**Requirement:**
Retype the full set of records. Keep every character identical.

Records from a data source
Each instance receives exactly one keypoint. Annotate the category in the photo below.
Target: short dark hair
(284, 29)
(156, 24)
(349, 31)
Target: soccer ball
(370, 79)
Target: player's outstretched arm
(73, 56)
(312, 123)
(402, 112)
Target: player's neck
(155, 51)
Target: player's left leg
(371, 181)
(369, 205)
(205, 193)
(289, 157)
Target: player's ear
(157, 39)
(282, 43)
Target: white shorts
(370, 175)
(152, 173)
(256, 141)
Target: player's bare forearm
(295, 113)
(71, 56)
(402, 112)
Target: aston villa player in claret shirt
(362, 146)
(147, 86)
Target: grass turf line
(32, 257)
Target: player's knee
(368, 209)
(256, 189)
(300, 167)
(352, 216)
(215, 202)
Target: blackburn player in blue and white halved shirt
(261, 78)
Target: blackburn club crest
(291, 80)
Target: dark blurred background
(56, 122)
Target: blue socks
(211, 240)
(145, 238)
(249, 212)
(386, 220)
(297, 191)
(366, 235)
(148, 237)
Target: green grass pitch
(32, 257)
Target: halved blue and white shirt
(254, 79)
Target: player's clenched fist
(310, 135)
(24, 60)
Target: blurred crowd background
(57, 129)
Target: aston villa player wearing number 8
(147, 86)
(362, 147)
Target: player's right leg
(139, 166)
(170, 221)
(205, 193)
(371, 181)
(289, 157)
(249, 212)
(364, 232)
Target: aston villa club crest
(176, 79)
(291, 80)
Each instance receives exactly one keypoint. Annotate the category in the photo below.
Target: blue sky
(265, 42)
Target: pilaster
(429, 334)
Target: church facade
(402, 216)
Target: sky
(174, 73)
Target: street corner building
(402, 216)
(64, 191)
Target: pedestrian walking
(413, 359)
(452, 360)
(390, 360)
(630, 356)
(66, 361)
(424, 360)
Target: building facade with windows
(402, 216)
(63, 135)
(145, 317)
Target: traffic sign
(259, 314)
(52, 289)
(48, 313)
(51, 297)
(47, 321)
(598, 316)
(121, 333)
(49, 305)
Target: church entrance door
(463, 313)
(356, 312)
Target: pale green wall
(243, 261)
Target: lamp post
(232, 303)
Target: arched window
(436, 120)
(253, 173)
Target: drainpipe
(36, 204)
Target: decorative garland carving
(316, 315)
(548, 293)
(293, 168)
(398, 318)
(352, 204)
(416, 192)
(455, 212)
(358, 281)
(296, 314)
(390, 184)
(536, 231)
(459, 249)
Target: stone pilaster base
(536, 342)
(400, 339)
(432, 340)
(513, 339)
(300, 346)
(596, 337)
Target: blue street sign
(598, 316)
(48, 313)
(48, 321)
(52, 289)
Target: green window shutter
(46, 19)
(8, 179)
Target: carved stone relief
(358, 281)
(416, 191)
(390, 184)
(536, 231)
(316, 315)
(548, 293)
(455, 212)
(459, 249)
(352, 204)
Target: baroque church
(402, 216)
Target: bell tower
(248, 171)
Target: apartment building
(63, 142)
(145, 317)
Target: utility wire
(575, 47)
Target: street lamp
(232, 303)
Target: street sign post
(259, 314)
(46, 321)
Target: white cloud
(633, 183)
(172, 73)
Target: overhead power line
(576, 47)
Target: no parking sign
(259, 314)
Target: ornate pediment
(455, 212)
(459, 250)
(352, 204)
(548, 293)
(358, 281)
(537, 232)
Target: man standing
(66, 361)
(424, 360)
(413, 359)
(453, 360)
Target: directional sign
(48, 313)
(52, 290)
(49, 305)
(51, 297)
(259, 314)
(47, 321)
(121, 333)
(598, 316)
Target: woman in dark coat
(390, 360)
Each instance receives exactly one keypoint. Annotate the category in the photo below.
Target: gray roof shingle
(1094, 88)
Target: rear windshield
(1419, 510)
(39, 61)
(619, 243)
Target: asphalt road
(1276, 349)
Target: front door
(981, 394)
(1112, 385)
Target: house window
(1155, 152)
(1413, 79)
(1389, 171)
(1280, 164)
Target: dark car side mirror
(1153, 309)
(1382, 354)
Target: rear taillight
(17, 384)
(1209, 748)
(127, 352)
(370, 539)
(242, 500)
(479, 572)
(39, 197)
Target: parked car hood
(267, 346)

**Exercise result:**
Each instance receives exactly one keypoint. Annotate the category in the photo below.
Target: short dark hair
(284, 29)
(156, 24)
(349, 31)
Target: soccer ball
(370, 79)
Target: player's outstretched arm
(73, 56)
(312, 123)
(402, 112)
Target: player's neck
(155, 51)
Target: player's left leg
(371, 181)
(369, 205)
(205, 193)
(289, 157)
Target: player's ear
(157, 39)
(282, 43)
Target: white shorts
(370, 175)
(152, 173)
(256, 141)
Target: player's bare forearm
(295, 113)
(71, 56)
(402, 112)
Target: aston villa player in claret shirt
(362, 146)
(147, 86)
Target: grass turf line
(32, 257)
Target: player's knee
(368, 209)
(256, 189)
(300, 167)
(352, 216)
(215, 202)
Target: blackburn player in blue and white halved shirt
(261, 78)
Target: blackburn club crest
(291, 80)
Target: dark blurred background
(56, 122)
Target: blue socks
(211, 240)
(145, 238)
(249, 212)
(386, 220)
(297, 191)
(366, 235)
(148, 237)
Target: green grass pitch
(32, 257)
Target: halved blue and white shirt
(254, 79)
Target: player's clenched fist
(310, 135)
(24, 60)
Target: blurred crowd background
(57, 129)
Target: aston villa player wearing number 8
(147, 86)
(362, 147)
Target: player's right leg
(139, 166)
(170, 221)
(205, 193)
(371, 181)
(289, 157)
(249, 212)
(364, 232)
Target: aston villa club crest
(176, 79)
(291, 80)
Each instance receives exactly one keypoint. Annotate the category in the photo below.
Target: blue sky
(265, 42)
Target: pilaster
(429, 334)
Target: church facade
(402, 216)
Target: sky
(174, 73)
Target: street corner building
(402, 216)
(64, 191)
Target: pedestrian walking
(413, 359)
(452, 360)
(390, 360)
(630, 356)
(66, 361)
(424, 360)
Target: building facade with windows
(402, 216)
(63, 135)
(145, 317)
Target: traffic sign
(259, 314)
(52, 289)
(48, 313)
(51, 297)
(47, 321)
(598, 316)
(121, 333)
(49, 305)
Target: church entrance door
(463, 313)
(356, 312)
Target: pale green wall
(243, 261)
Target: lamp post
(232, 303)
Target: arched window
(436, 120)
(253, 173)
Target: drainpipe
(36, 204)
Target: decorative garland carving
(316, 315)
(548, 293)
(293, 168)
(398, 318)
(352, 204)
(416, 192)
(455, 212)
(358, 281)
(296, 314)
(390, 184)
(536, 231)
(459, 249)
Target: stone pilaster base
(536, 342)
(400, 339)
(432, 340)
(513, 339)
(300, 346)
(596, 337)
Target: blue street sign
(598, 316)
(48, 313)
(48, 321)
(52, 289)
Target: green window shutter
(46, 19)
(8, 179)
Target: carved stone relief
(358, 281)
(416, 191)
(390, 184)
(536, 231)
(316, 315)
(548, 293)
(455, 212)
(459, 249)
(352, 204)
Target: baroque church
(402, 216)
Target: bell tower
(248, 171)
Target: apartment building
(63, 142)
(145, 317)
Target: utility wire
(575, 47)
Target: street lamp
(232, 303)
Target: street sign post
(259, 314)
(46, 321)
Target: white cloud
(633, 183)
(172, 73)
Target: overhead power line
(576, 47)
Target: no parking sign
(259, 314)
Target: ornate pediment
(455, 212)
(459, 250)
(352, 204)
(548, 293)
(358, 281)
(537, 232)
Target: man standing
(66, 361)
(424, 360)
(413, 359)
(453, 360)
Target: directional sign
(48, 313)
(52, 290)
(49, 305)
(51, 297)
(259, 314)
(47, 321)
(121, 333)
(598, 316)
Target: woman in dark coat
(390, 360)
Each instance receives exactly one keypoint. Annotate the category in the photo below.
Target: gray roof shingle
(1094, 88)
Target: rear windshield
(1419, 510)
(39, 61)
(619, 243)
Target: asphalt road
(1276, 349)
Target: front door
(981, 394)
(1112, 385)
Target: house window
(1155, 152)
(1413, 79)
(1389, 171)
(1280, 164)
Target: dark car side mirror
(1153, 309)
(1382, 354)
Target: rear taillight
(17, 384)
(1209, 748)
(127, 352)
(370, 539)
(242, 500)
(479, 572)
(39, 197)
Target: parked car hood
(267, 346)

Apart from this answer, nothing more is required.